PROBLEM DETAILS
Every line of the listing should be repeated exactly.

------------------------------------------------------------

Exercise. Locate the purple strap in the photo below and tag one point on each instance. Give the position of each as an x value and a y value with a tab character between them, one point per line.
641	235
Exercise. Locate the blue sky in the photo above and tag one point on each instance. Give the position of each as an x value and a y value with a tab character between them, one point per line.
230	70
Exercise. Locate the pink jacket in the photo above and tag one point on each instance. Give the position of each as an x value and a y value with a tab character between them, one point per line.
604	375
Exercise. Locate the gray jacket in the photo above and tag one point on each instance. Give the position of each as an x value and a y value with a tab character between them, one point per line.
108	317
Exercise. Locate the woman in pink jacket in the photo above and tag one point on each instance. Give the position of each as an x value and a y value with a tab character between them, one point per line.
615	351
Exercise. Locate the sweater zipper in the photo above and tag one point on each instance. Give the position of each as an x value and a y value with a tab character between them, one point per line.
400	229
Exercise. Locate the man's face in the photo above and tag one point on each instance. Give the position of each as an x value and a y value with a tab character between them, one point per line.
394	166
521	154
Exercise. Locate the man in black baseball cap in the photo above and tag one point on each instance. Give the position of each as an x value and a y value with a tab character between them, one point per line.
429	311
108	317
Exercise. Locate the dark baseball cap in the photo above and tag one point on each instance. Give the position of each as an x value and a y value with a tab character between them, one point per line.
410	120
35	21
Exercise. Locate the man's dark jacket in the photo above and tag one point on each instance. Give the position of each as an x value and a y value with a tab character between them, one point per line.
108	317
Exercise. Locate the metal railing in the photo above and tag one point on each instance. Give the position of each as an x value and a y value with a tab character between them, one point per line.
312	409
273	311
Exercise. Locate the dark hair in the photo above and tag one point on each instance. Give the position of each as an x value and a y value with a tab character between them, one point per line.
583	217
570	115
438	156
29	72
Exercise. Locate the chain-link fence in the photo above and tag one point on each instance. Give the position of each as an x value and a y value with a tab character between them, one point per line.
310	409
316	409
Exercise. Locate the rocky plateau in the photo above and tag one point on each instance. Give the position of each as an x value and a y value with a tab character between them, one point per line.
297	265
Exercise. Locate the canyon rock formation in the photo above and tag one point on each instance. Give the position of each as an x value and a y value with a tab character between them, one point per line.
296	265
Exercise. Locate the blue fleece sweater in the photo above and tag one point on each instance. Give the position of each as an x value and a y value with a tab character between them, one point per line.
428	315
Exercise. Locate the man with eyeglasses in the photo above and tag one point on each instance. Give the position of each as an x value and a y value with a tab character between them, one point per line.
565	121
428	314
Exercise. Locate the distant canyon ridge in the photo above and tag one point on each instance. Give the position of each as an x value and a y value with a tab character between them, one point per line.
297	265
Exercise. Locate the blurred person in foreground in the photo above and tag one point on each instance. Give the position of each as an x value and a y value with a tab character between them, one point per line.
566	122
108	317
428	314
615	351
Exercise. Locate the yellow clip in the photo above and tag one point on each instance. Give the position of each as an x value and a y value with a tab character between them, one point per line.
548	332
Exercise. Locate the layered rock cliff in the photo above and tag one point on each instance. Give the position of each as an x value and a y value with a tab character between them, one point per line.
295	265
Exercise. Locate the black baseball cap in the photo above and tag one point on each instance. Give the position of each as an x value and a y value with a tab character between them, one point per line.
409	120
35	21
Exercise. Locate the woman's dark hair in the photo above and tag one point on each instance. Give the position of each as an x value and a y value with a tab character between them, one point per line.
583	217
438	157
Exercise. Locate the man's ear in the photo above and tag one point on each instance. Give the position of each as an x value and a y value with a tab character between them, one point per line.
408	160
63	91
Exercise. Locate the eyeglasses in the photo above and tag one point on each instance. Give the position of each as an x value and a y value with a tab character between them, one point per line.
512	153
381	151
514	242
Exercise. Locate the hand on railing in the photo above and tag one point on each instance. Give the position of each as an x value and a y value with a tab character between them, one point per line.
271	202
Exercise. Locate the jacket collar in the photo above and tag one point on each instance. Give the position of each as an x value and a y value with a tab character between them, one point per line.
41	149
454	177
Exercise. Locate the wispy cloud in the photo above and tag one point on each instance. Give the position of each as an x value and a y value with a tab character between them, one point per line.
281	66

------------------------------------------------------------

ANSWER TO THIS EXERCISE
Exercise. Locate the purple strap in the photo below and tag one point on each instance. Give the position of each as an x value and a y value with a tab character between them, one point per line.
641	235
Exercise. Locate the blue sky in the photo above and tag one point on each instance. Give the position of each as an x value and a y value with a tab character between them, one point per line.
230	70
Exercise. Locate the pink jacket in the photo above and tag one point on each instance. Give the position of each as an x value and a y value with a tab character between them, one point per line.
604	375
Exercise. Locate the gray jacket in the photo above and tag one point on each instance. Give the position of each as an x value and a y value with a tab character between them, one point per line.
108	317
Exercise. Locate the woman in pink jacket in the photo above and tag one point on each instance. Give the position of each as an x value and a y value with a tab character between them, one point per line.
615	351
Exercise. Locate the sweater zipper in the photo above and tag one point on each instance. Give the position of each as an x value and a y value with a tab character between them, one point per line.
400	229
Exercise. Locate the man's face in the photo above and tag one point on each instance. Give the position of each as an x value and a y value with a tab character between them, one point per line.
394	166
521	154
Exercise. Locate the man in black baseball cap in the photo above and tag one point on each instance. Give the position of each as an x value and a y value with a tab character between them, one point per line.
429	311
108	317
Exercise. Locate the dark baseball cap in the photo above and tag one point on each instance. Give the position of each as an x value and a y value with a tab character between them, one point per line.
410	120
35	21
Exercise. Locate the man's dark jacket in the photo above and tag one point on each instance. Give the position of each as an x value and a y value with a tab character between them, one point per line.
108	317
Exercise. Locate the metal railing in the photo above and tag one point on each instance. Give the position of each as an x value and a y value with a tab character between them, one point per line.
312	409
273	311
Exercise. Locate the dark hair in the photo above and tag one point on each instance. Give the position of each as an x value and a y value with a tab character between them, one point per line.
583	217
570	115
438	156
29	72
Exercise. Locate the chain-link fence in the photo above and tag one point on each instance. Give the position of each as an x value and a y value with a tab character between them, one point per line.
310	409
316	409
Exercise. Locate the rocky plateau in the photo above and tag one point on each instance. Give the position of each as an x value and a y value with a tab character between them, one point per line.
297	265
Exercise. Locate the canyon rock formation in the photo above and tag one point on each instance. Give the position of each as an x value and a y value with a tab character between them, one point per line.
296	265
Exercise. Locate the blue fleece sweater in the photo above and tag one point on each instance. Give the position of each as an x value and a y value with a tab character between them, one point per line.
428	315
Exercise. Locate the man with eyeglasses in the photo above and tag one point on each instance. Give the position of each as an x value and a y value with a tab character between them, one point per line.
565	121
428	314
Exercise. Locate the distant canyon ridge in the photo above and tag one point on each instance. Give the position of each as an x value and a y value with a tab character between them, one point per line.
297	265
Exercise. Locate the blurred person in foreground in the photo above and tag one point on each instance. Give the position of each as an x value and a y value with a tab character between them, one point per line.
566	122
108	317
428	314
615	351
Exercise. Locate the yellow clip in the photo above and tag one point on each instance. Give the position of each as an x value and a y value with a tab character between them, one point per line.
548	332
Exercise. Locate the layered rock cliff in the photo above and tag one point on each instance. Give the position of each as an x value and a y value with a tab character between them, one point per line.
295	265
Exercise. Locate the black baseball cap in the photo above and tag one point on each instance. Give the position of each as an x value and a y value with a tab character between them, one point per line.
409	120
35	21
Exercise. Locate the woman's dark hair in the photo above and tag one point on each instance. Give the position of each as an x value and a y value with a tab character between them, one point per line.
583	217
438	157
Exercise. Locate the man's ear in the photo above and tag one point on each instance. Give the position of each as an x value and a y value with a tab character between them, one point per line.
408	160
63	91
Exercise. Locate the eyeglasses in the photo above and tag one point on each instance. Give the position of each as an x value and a y value with a tab character between them, one point per line.
512	153
381	151
514	242
Exercise. Locate the hand on railing in the photo above and tag one point on each instance. Give the position of each as an x value and a y value with a tab character between them, one point per line.
271	202
Exercise. Locate the jacket collar in the photo above and tag one point on each instance. Give the position of each as an x value and a y value with a tab character between them, one point per line.
41	149
454	177
Exercise. Locate the wispy cloud in the photo above and tag one point on each instance. Give the position of each as an x value and a y value with a tab character between them, one point per line.
281	66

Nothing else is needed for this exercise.